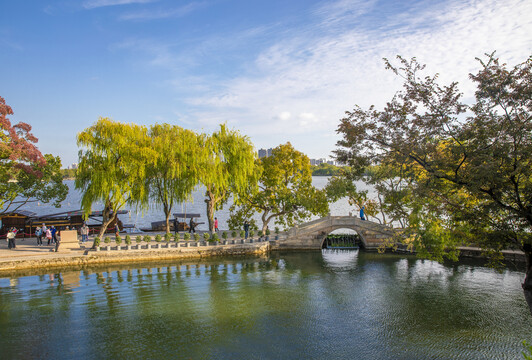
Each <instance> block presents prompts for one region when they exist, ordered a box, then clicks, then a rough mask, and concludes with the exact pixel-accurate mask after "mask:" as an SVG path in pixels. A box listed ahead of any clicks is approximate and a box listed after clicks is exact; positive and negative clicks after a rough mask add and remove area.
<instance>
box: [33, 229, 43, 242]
mask: <svg viewBox="0 0 532 360" xmlns="http://www.w3.org/2000/svg"><path fill="white" fill-rule="evenodd" d="M42 235H43V234H42V229H41V228H40V227H39V226H37V229H36V230H35V236H37V246H42Z"/></svg>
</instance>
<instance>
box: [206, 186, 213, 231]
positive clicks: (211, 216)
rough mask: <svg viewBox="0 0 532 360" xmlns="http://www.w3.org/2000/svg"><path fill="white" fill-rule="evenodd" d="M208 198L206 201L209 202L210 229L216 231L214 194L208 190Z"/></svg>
mask: <svg viewBox="0 0 532 360" xmlns="http://www.w3.org/2000/svg"><path fill="white" fill-rule="evenodd" d="M206 195H207V199H205V203H206V204H207V220H208V221H209V231H210V232H211V233H213V232H214V205H215V204H214V195H213V194H212V193H211V192H210V191H207V192H206Z"/></svg>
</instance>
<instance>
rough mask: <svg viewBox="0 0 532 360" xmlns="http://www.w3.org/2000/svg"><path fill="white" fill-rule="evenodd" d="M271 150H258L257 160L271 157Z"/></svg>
mask: <svg viewBox="0 0 532 360" xmlns="http://www.w3.org/2000/svg"><path fill="white" fill-rule="evenodd" d="M272 150H273V149H272V148H269V149H268V150H266V149H259V159H262V158H263V157H268V156H272Z"/></svg>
◇ ◇ ◇ ◇
▸ Aim of the exercise: Could you repeat all of the material above with every "rough mask" switched to "coarse mask", keeping everything else the same and leaving out the pictures?

▸ Response to the exercise:
Each <instance> block presents prompts for one region when they exist, ordered a box, then clicks, then a coarse mask, and concludes with the exact pixel-accurate mask after "mask:" as an SVG path in pixels. A box listed ahead of any clicks is approximate and a box listed after clicks is exact; positive and negative clicks after a coarse mask add and remove area.
<instance>
box: [33, 229, 43, 242]
mask: <svg viewBox="0 0 532 360" xmlns="http://www.w3.org/2000/svg"><path fill="white" fill-rule="evenodd" d="M42 235H43V234H42V229H41V228H40V227H39V226H37V229H36V230H35V236H37V246H42Z"/></svg>
</instance>
<instance>
box: [206, 186, 213, 231]
positive clicks: (211, 216)
coarse mask: <svg viewBox="0 0 532 360" xmlns="http://www.w3.org/2000/svg"><path fill="white" fill-rule="evenodd" d="M208 198L206 201L209 202L210 229L216 231L214 194L208 190Z"/></svg>
mask: <svg viewBox="0 0 532 360" xmlns="http://www.w3.org/2000/svg"><path fill="white" fill-rule="evenodd" d="M206 195H207V199H205V203H206V204H207V220H208V221H209V231H210V232H211V233H213V232H214V205H215V204H214V195H213V194H212V193H211V192H210V191H207V192H206Z"/></svg>
</instance>
<instance>
coarse mask: <svg viewBox="0 0 532 360" xmlns="http://www.w3.org/2000/svg"><path fill="white" fill-rule="evenodd" d="M271 150H258L257 160L271 157Z"/></svg>
mask: <svg viewBox="0 0 532 360" xmlns="http://www.w3.org/2000/svg"><path fill="white" fill-rule="evenodd" d="M272 150H273V149H272V148H269V149H268V150H266V149H259V159H262V158H263V157H268V156H272Z"/></svg>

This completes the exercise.